[Point annotation records]
......
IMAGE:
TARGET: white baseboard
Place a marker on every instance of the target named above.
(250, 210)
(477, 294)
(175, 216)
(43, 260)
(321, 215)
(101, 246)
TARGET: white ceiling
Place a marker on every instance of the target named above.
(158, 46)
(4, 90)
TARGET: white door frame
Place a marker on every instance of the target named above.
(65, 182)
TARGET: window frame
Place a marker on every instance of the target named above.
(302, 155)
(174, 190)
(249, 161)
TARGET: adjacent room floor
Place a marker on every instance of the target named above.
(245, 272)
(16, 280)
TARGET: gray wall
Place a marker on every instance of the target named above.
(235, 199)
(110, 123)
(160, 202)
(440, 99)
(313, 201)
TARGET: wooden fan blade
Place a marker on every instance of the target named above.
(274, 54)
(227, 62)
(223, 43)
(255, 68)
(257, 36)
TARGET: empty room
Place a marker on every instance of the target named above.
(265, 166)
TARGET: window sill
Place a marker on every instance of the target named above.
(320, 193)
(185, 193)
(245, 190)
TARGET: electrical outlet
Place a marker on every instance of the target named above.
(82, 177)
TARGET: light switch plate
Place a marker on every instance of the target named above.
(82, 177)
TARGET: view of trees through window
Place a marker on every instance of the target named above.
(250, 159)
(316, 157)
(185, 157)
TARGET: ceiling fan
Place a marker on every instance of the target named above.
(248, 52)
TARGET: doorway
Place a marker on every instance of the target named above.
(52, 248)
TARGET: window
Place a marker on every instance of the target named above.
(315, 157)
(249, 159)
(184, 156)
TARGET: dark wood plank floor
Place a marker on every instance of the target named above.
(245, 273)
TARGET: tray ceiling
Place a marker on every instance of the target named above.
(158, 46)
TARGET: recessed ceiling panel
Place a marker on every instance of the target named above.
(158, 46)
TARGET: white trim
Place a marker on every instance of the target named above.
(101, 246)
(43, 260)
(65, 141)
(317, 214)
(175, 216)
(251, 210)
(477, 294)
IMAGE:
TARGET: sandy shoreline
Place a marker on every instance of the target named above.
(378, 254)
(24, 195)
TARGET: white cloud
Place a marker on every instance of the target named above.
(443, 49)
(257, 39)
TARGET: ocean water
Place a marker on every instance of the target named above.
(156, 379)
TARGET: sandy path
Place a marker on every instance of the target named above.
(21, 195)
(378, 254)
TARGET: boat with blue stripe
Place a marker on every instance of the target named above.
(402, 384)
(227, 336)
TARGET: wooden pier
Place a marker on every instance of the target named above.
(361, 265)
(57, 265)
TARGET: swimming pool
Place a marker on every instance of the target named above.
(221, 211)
......
PROBLEM TO SOLVE:
Please convert the lines above into a JSON list of strings, one string for each line, leaving out any blank lines.

SOLUTION TO THE EXERCISE:
[
  "IMAGE:",
  "TARGET: white baseboard",
  "Place a marker on every instance of the target named above.",
  "(250, 210)",
  "(477, 294)",
  "(175, 216)",
  "(43, 260)",
  "(321, 215)",
  "(101, 246)",
  "TARGET: white ceiling",
  "Place a marker on every instance of the target named above.",
  "(158, 46)",
  "(4, 90)",
  "TARGET: white door frame",
  "Place a marker on every instance of the target named above.",
  "(65, 182)",
  "TARGET: window frame",
  "Place a marker on every instance of the target named above.",
  "(302, 155)",
  "(174, 190)",
  "(249, 161)",
  "TARGET: adjacent room floor",
  "Place a marker on every instance of the target named above.",
  "(245, 272)",
  "(16, 280)",
  "TARGET: gray wall",
  "Place a marker on every instance of the target named above.",
  "(235, 199)",
  "(110, 123)",
  "(160, 202)",
  "(440, 99)",
  "(313, 201)",
  "TARGET: wooden fan blade",
  "Place a marker on every instance of the target named above.",
  "(274, 54)",
  "(227, 62)",
  "(223, 43)",
  "(255, 68)",
  "(257, 36)",
  "TARGET: empty room",
  "Place a marker on every instance of the target named above.",
  "(265, 166)",
  "TARGET: window sill",
  "Place a marker on every instance of the target named above.",
  "(320, 193)",
  "(185, 193)",
  "(245, 190)",
  "TARGET: electrical outlet",
  "Place a marker on every instance of the target named above.",
  "(82, 177)",
  "TARGET: light switch plate",
  "Place a marker on every instance of the target named above.",
  "(82, 177)",
  "TARGET: view of trees through window",
  "Place a marker on every instance of the target named above.",
  "(250, 159)",
  "(316, 157)",
  "(185, 157)",
  "TARGET: ceiling fan",
  "Place a marker on every instance of the target named above.",
  "(248, 52)",
  "TARGET: doorway",
  "Place a marker on every instance of the target named above.",
  "(52, 248)",
  "TARGET: window",
  "Place a marker on every instance of the target named above.",
  "(315, 157)",
  "(249, 159)",
  "(184, 156)",
  "TARGET: dark wood plank floor",
  "Place a marker on every instance of the target named above.",
  "(245, 273)",
  "TARGET: tray ceiling",
  "Place a marker on every instance of the target named above.",
  "(158, 46)",
  "TARGET: recessed ceiling panel",
  "Place a marker on every instance of the target named above.",
  "(158, 46)",
  "TARGET: white trim",
  "Place a marker on every instance of the target named above.",
  "(101, 246)",
  "(43, 260)",
  "(65, 141)",
  "(317, 214)",
  "(175, 216)",
  "(251, 210)",
  "(477, 294)",
  "IMAGE:",
  "TARGET: sandy shoreline",
  "Place a marker on every instance of the target named above.",
  "(378, 254)",
  "(24, 195)",
  "TARGET: white cloud",
  "Place a marker on every instance of the target named above.",
  "(443, 49)",
  "(257, 39)",
  "TARGET: ocean water",
  "Place a marker on every instance of the target named above.",
  "(156, 379)",
  "TARGET: sandy path",
  "Place a marker on every instance of the target named above.",
  "(21, 195)",
  "(378, 254)",
  "TARGET: boat with blue stripe",
  "Place a marker on every instance of the target named above.",
  "(402, 384)",
  "(227, 336)",
  "TARGET: wooden pier",
  "Place a marker on every instance of the target named above.",
  "(361, 265)",
  "(57, 265)",
  "TARGET: swimming pool",
  "Place a marker on every instance of the target named above.",
  "(221, 211)"
]